Building renovations and conversions are integral in the maintenance of Chicago’s ever-changing urban landscape.
It’s the classic progression — synagogues become apartments, music venues become Yeti Stores, Blue Line stops become massive translucent canopy structures.
But when it comes to housing conversions, these transformations often come into conflict with accessibility, and Chicago’s relationship with single-room occupancy hotels (SROs) and their decline points to diminishing access to diverse and affordable urban housing.
For residents at Foswyn Arms, an SRO in Edgewater, this diminishing access was actualized in 30-day eviction scare tactics and a list of SRO options that gets smaller every year.
SROs are one-room, furnished dwellings consisting of not more than 250 square feet of floor area, according to the City of Chicago’s definition. Typically consisting of a bed and a hot plate, these units are available for rent at an affordable price — the fair market rent of SRO units is typically 75 percent that of Section 8 studio apartments, according to U.S. Department of Housing and Urban Development. Residents also have access to a communal bathroom, or in some cases their own. An SRO building is a building that has five or more units and 90 percent of the units are SROs.
Until around the 1970s, SROs were a regular part of the affordable housing landscape in the U.S., said Euan Hague, director of the School of Public Service at DePaul. Since the late 19th century, single-unit housing has been available for the bottom rung of the housing market, giving those who couldn’t afford or had no need for a long-term lease a place to live.
SROs still provide baseline affordable housing for lower-income individuals and others outside of the conventional housing market.
“SROs are affordable for people who often can’t get an apartment because of their past,” said Tajauna Biloche, community housing organizer at ONE Northside, a nonprofit dedicated to protecting affordable housing on the city’s North Side. “A lot of people live in SROs because of something like a history of drug addiction, disability or a mental illness.”
These factors often inhibit securing a 12-month lease and getting a Section 8 voucher is difficult. SROs are often a last resort — a safety net between renting and homelessness, Biloche said.

» **Items**:
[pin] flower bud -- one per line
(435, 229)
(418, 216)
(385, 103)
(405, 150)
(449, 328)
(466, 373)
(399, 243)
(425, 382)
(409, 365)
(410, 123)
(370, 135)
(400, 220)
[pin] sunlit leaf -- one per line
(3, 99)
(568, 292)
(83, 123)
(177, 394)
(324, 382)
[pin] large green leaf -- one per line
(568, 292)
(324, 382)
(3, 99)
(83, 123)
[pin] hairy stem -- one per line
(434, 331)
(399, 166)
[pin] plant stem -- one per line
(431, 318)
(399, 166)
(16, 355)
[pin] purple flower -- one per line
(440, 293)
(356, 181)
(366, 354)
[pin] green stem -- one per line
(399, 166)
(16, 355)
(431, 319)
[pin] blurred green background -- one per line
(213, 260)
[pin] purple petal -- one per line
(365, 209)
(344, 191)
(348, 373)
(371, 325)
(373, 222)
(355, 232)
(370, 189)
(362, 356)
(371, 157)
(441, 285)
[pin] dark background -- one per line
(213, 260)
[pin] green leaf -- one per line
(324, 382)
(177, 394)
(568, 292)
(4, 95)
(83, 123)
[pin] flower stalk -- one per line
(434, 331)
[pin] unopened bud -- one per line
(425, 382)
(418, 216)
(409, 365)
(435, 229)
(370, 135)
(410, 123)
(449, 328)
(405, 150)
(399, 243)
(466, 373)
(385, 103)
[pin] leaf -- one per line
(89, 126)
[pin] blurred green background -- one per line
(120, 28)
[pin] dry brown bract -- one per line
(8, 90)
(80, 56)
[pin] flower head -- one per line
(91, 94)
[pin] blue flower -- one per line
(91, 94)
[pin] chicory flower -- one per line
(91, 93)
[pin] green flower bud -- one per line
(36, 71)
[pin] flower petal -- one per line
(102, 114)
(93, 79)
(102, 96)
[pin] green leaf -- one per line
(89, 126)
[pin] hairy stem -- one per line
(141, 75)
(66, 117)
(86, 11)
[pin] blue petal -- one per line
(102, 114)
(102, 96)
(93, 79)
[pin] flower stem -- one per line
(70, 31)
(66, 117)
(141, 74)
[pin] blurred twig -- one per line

» **Job 1**: In the article on Chicago's single-room occupancy hotels, rewrite the passage starting at "It’s the classic" and ending at "affordable urban housing.", swapping "translucent" for "transparent".
» **Job 2**:
Answer these questions from the article on Chicago's single-room occupancy hotels:
(a) What is the most floor area an SRO unit can have under the City of Chicago's definition?
(b) Who is director of the School of Public Service at DePaul?
(c) In which neighborhood is Foswyn Arms?
» **Job 3**: What building transformations does the article on Chicago's single-room occupancy hotels give as examples of "the classic progression"? List every one.

» **Reply 1**:
It’s the classic progression — synagogues become apartments, music venues become Yeti Stores, Blue Line stops become massive transparent canopy structures.
But when it comes to housing conversions, these transformations often come into conflict with accessibility, and Chicago’s relationship with single-room occupancy hotels (SROs) and their decline points to diminishing access to diverse and affordable urban housing.

» **Reply 2**:
(a) 250 square feet
(b) Euan Hague
(c) Edgewater

» **Reply 3**:
- Synagogues become apartments
- Music venues become Yeti Stores
- Blue Line stops become massive translucent canopy structures